[Entries from a data source]
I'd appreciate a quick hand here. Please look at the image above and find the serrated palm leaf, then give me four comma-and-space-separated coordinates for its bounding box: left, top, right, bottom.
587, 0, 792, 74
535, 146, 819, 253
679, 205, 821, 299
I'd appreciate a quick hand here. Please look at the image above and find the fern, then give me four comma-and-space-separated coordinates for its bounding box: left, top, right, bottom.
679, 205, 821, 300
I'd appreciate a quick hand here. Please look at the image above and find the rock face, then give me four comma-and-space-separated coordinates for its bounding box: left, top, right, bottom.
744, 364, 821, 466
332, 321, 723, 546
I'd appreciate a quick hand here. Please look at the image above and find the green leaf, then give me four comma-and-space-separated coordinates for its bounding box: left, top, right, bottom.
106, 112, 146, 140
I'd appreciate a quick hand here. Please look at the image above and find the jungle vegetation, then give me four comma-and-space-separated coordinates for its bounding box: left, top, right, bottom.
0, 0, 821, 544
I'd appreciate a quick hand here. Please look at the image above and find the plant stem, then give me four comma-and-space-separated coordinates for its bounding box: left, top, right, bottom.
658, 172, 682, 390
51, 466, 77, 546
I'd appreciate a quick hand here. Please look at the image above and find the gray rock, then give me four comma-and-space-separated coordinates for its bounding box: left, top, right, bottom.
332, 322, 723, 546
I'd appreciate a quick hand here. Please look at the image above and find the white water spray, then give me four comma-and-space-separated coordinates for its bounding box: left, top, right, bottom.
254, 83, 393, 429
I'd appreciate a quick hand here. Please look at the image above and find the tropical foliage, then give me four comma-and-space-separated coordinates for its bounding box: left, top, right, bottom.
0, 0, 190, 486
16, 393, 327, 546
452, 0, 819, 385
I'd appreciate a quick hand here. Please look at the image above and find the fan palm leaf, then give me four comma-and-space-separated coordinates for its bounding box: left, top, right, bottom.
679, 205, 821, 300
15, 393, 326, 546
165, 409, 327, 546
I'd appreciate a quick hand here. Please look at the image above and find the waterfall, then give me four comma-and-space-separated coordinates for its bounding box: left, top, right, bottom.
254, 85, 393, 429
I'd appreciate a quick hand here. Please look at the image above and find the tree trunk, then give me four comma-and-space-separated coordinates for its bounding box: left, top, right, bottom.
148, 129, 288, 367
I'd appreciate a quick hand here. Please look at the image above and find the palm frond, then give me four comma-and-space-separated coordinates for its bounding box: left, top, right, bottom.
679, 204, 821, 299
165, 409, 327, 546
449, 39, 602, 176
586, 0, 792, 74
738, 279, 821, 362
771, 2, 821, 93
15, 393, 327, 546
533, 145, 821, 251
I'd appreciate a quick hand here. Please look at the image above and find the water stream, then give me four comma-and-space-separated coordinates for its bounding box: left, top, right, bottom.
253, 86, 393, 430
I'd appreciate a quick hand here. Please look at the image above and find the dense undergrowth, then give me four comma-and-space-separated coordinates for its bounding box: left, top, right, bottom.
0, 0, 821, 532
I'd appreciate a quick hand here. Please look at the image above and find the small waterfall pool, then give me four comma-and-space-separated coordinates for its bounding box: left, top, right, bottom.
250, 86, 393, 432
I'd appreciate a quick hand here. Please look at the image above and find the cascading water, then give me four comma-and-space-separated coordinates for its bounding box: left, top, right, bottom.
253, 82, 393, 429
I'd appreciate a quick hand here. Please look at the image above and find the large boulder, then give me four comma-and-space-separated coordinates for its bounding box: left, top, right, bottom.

Problem statement: Arrange every line of the entries above as a numbered list, leaving out any blank lines.

Answer to the problem:
1. I'd appreciate a quick hand here. Please look at the image above and find the serrated palm leaf, then give me four comma-and-space-separated coordinates for its bounding box: left, top, right, bottom.
2. 587, 0, 792, 74
3. 535, 146, 819, 253
4. 679, 205, 821, 299
5. I'd appreciate a quick hand here. Please look at the image above and find the fern, then give me four comma-and-space-separated coordinates for its bounding box: left, top, right, bottom.
6. 679, 205, 821, 300
7. I'd appreciate a quick hand here. Please look at the image above and find the rock face, then give me four comma-and-space-separated coordinates for its bounding box: left, top, right, bottom.
8. 744, 364, 821, 466
9. 332, 321, 723, 546
10. I'd appreciate a quick hand here. Please look at the image above and find the green leaf, then give me four comma-and-space-separated coordinates for its bounding box: left, top, right, bottom.
11. 106, 112, 146, 140
12. I'd appreciate a quick hand here. Please look at the image above and find the jungle vegetation, then give me four comma-and-space-separated coordinates for its bounding box: left, top, right, bottom.
13. 0, 0, 821, 544
14. I'd appreciate a quick hand here. Please look at the image above and find the plant stem, then give me four comma-and-space-separated coordinates for its bounding box: left, top, right, bottom.
15. 658, 172, 682, 390
16. 51, 466, 77, 546
17. I'd appreciate a quick hand here. Please look at the image above and find the gray rock, then give me four comma-and-space-separated coordinates for its bounding box: left, top, right, bottom.
18. 332, 322, 723, 546
19. I'd appreciate a quick hand here. Please look at the image above and find the white water spray, then give me four comma-and-space-separated coordinates for its bounding box: left, top, right, bottom.
20. 254, 83, 393, 429
21. I'd appreciate a quick hand here. Please look at the image above and find the tropical foliage, then give me four comma-and-space-separated coordinates for its bounding box: left, top, right, bottom.
22. 0, 0, 190, 486
23. 16, 393, 327, 546
24. 452, 0, 819, 385
25. I'd appreciate a quick hand here. Please look at the image above and find the fan palm leaf, then give me four comma-and-space-separated coordinates for its bounding box: left, top, right, bottom.
26. 679, 205, 821, 300
27. 15, 393, 326, 546
28. 165, 409, 327, 546
29. I'd appreciate a quick hand here. Please look at the image above and find the waterfall, then give me four comma-and-space-separated coordinates for its bounding box: left, top, right, bottom.
30. 254, 85, 393, 429
31. I'd appreciate a quick hand here. Please look at the image above and find the tree trunk, then give me four comma-and-space-separated coordinates for its bounding box: left, top, right, bottom.
32. 148, 129, 288, 367
33. I'd appreciate a quick hand here. Please look at the image above and find the palm frond, then give me four comma-and-space-separated coordinates for its bounding box: left, top, right, bottom.
34. 679, 204, 821, 299
35. 165, 409, 327, 546
36. 449, 39, 602, 176
37. 586, 0, 792, 74
38. 738, 279, 821, 362
39. 771, 2, 821, 93
40. 15, 393, 327, 546
41. 533, 145, 821, 251
42. I'd appreciate a quick hand here. Please look at the image above and find the water stream, then give me four comma-and-space-separated coordinates for its bounding box: left, top, right, bottom.
43. 253, 86, 393, 430
44. I'd appreciate a quick hand here. Please look at the image above and find the dense undergrowth, then give me four comma-and-space-separated coordinates for its bounding box: left, top, right, bottom.
45. 0, 0, 821, 532
46. I'd appreciate a quick hand here. Please look at the image above and find the small waterfall pool, then give me four comma-and-space-separated coordinates for its bounding box: left, top, right, bottom.
47. 250, 86, 393, 432
48. I'd appreciate a quick hand here. Please look at the image above and find the cascading water, then give me four comma-and-space-separated coordinates for its bounding box: left, top, right, bottom.
49. 253, 82, 393, 429
50. I'd appreciate a quick hand here. Please look at the image above and find the large boulder, then give me four comma-and-space-separated coordinates for its bounding box: left, top, right, bottom.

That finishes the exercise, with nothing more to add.